**Exercise details**
The entries below are to be repeated exactly, and their pictures left out.

---------- Study material

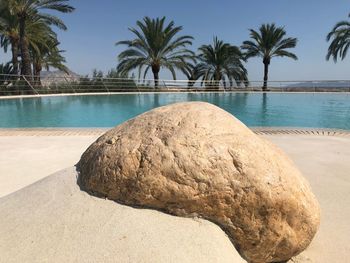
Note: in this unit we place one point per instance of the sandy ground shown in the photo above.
(26, 159)
(57, 222)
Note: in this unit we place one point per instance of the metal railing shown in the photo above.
(23, 85)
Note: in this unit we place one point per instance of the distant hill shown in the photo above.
(51, 77)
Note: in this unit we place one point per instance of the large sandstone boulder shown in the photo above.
(195, 159)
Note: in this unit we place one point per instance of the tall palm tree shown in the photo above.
(220, 61)
(9, 36)
(269, 42)
(156, 46)
(340, 36)
(26, 10)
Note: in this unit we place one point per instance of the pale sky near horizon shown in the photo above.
(96, 26)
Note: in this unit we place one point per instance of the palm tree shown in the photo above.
(269, 42)
(25, 10)
(9, 36)
(220, 61)
(156, 46)
(340, 43)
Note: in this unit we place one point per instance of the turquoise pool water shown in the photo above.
(319, 110)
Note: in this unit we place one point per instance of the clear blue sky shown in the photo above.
(96, 25)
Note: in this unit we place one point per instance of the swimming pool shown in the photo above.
(314, 110)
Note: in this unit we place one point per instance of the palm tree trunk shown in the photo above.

--------------------

**Task result**
Note: in this unit we place one point per instance of the sandy ground shown in the photo above.
(26, 159)
(57, 222)
Note: in this unit we place one point per instance of the metal railing shown in the photo above.
(23, 85)
Note: in this unit we place one point per instance of the distant hill shown in the photo above.
(51, 77)
Note: in this unit we place one point per instance of the large sandstone boulder shown in the photo above.
(195, 159)
Note: in this unit we place one point per instance of the tall palm tree shown in the photo above.
(220, 61)
(9, 36)
(269, 42)
(156, 46)
(340, 36)
(26, 10)
Note: in this unit we place one point per instance of the pale sky near horizon shown in the photo above.
(96, 26)
Note: in this unit we place one point per instance of the palm tree shown in the photo above.
(269, 42)
(25, 10)
(9, 36)
(220, 61)
(156, 46)
(340, 43)
Note: in this unit we place one point per instance of the turquoise pool water shown in the photo above.
(319, 110)
Note: in this unit we place one point per instance of the clear blue sky shown in the photo above.
(96, 25)
Note: in this unit we place one point per instance of the swimming pool shown in the photo above.
(314, 110)
Note: in this unit we place one point per instance of the palm tree trunk shown in the photo above.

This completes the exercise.